- **STUDY TEXT**
══════════════════════════════
Mar 4 2014
The American Physical Society (APS) has elected Illinois Wesleyan University’s Gabriel C. Spalding to Fellowship in the Society. This honor is limited to no more than one-half of one percent of the APS membership.
A professor of physics at Illinois Wesleyan, Spalding was honored for his work in creating a community of physics educators focused on physics laboratory instruction beyond the first year; for his creative efforts in making photon-quantum mechanics affordable and accessible in the undergraduate laboratory; and for his leadership in curricular innovations that enhance the role of the laboratory in undergraduate physics education.
APS is a non-profit membership organization working to advance the knowledge of physics through education, outreach, advocacy and international activities. The organization represents over 50,000 members, including physicists in academia, national laboratories and industry in the United States and throughout the world.
Earlier this year Spalding was also elected as a Fellow of SPIE, the international society for optics and photonics. The SPIE fellowship recognizes outstanding members for their technical achievement and for their service to the general optics community and to SPIE in particular.
In the past year Spalding has been recognized with awards from the American Association of Physics Teachers and from APS for his efforts to expand laboratory instruction nationwide for undergraduate students. Spalding was a founder of ALPhA, an association of college and university faculty and staff members dedicated to experimental physics instruction, and served as the association’s first president.
Spalding earned a doctorate from Harvard University and joined the faculty at Illinois Wesleyan in 1996. His recent research utilizes holographically textured fields to trap and manipulate matter. For more than 10 years, Spalding has taken Illinois Wesleyan students to the University of St. Andrews and Dundee in Scotland where they take part in “beam sculpting” research projects, most recently developing non-invasive methods of targeting and destroying tumors.
══════════════════════════════
- **DATASET EXTRACT**
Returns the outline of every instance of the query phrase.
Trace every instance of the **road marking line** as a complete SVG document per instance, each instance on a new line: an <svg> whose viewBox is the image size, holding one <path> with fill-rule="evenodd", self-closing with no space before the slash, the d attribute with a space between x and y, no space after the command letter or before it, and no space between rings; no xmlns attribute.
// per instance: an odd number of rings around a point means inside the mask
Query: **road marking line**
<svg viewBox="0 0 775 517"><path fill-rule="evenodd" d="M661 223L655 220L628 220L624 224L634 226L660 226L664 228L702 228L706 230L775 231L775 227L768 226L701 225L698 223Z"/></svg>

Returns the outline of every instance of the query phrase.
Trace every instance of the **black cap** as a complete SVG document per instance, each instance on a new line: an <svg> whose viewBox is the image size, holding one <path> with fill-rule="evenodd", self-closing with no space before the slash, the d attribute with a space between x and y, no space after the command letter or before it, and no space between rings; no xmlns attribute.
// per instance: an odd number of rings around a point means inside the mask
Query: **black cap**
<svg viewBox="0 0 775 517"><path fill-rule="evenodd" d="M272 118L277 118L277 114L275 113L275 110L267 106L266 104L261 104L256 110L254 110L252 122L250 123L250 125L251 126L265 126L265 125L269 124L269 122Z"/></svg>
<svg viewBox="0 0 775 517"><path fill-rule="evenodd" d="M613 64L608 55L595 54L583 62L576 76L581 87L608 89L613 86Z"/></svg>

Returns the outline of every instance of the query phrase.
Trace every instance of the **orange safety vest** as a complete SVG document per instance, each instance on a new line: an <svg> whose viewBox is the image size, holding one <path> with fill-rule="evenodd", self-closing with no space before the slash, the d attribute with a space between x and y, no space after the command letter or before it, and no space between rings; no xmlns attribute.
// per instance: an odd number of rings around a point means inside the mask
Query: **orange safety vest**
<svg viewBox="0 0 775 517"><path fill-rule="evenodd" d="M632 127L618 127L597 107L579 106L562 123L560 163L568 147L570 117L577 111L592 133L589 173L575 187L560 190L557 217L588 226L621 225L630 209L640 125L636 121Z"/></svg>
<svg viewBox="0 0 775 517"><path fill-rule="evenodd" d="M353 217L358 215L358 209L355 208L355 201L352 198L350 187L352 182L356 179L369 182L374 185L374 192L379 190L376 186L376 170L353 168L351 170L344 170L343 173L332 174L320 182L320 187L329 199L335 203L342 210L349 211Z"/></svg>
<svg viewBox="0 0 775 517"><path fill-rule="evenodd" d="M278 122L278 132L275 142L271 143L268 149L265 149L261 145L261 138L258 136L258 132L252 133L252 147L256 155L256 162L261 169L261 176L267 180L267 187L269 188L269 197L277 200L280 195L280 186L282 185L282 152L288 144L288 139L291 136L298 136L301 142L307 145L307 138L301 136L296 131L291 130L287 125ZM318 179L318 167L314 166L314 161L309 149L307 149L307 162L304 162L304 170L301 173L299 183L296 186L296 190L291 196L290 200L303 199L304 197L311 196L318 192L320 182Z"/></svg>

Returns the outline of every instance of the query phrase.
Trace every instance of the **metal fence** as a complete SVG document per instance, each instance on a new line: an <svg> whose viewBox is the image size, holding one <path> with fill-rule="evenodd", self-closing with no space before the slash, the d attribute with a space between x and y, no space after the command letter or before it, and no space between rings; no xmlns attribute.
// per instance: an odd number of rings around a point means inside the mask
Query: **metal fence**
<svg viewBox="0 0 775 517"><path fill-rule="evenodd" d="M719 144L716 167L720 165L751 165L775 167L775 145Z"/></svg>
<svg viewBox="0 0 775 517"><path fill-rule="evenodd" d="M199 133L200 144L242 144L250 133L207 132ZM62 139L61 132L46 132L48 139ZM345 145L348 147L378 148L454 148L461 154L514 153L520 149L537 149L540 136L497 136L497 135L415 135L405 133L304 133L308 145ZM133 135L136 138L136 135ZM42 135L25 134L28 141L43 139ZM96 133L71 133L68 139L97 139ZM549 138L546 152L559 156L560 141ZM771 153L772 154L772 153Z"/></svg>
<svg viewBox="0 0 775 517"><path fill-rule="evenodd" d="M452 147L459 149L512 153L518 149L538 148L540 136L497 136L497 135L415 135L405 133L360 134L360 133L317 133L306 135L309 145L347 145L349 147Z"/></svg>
══════════════════════════════
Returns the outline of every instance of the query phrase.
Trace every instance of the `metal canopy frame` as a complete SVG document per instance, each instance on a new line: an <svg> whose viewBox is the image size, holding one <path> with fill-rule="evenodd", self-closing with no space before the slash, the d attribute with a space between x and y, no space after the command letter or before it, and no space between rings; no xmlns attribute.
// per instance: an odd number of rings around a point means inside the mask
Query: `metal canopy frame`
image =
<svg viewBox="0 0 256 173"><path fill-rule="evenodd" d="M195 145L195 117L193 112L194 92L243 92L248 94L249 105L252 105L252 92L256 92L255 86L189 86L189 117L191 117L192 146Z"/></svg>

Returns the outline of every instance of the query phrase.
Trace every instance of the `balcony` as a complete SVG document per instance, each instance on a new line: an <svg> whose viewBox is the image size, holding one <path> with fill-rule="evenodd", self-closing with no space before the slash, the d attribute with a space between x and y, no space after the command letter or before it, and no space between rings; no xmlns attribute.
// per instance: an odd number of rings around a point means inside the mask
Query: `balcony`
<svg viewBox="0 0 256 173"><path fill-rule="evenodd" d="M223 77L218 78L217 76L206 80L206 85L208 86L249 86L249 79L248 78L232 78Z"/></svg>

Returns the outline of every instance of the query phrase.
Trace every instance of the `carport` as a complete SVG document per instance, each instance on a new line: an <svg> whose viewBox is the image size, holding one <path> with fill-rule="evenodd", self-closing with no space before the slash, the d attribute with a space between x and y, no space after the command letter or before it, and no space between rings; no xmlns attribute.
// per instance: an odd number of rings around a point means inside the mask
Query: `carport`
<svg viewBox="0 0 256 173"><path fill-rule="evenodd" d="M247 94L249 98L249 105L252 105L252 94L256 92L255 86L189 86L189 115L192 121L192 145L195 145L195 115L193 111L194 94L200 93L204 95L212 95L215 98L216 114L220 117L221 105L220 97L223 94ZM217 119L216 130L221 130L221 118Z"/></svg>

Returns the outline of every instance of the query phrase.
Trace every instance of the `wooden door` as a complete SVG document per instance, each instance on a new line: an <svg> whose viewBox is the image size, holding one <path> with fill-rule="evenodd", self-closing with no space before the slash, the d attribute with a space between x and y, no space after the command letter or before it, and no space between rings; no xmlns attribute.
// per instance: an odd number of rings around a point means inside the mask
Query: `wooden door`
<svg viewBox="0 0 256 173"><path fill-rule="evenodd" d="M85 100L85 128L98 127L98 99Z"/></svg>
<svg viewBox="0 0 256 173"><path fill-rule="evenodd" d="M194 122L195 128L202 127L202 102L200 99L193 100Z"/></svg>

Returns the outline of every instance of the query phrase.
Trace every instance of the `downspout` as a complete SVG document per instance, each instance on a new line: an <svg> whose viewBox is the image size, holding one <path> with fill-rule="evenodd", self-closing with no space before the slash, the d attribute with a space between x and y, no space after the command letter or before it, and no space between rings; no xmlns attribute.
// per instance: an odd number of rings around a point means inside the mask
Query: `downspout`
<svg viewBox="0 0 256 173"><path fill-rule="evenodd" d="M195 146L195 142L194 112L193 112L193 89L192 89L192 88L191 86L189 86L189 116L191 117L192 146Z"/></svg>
══════════════════════════════
- **WHAT THIS TASK INVOLVES**
Reproduce the passage of the article on Spalding's APS fellowship from "Earlier this year" to "SPIE in particular.", word for word.

- **THE COMPLETED TASK**
Earlier this year Spalding was also elected as a Fellow of SPIE, the international society for optics and photonics. The SPIE fellowship recognizes outstanding members for their technical achievement and for their service to the general optics community and to SPIE in particular.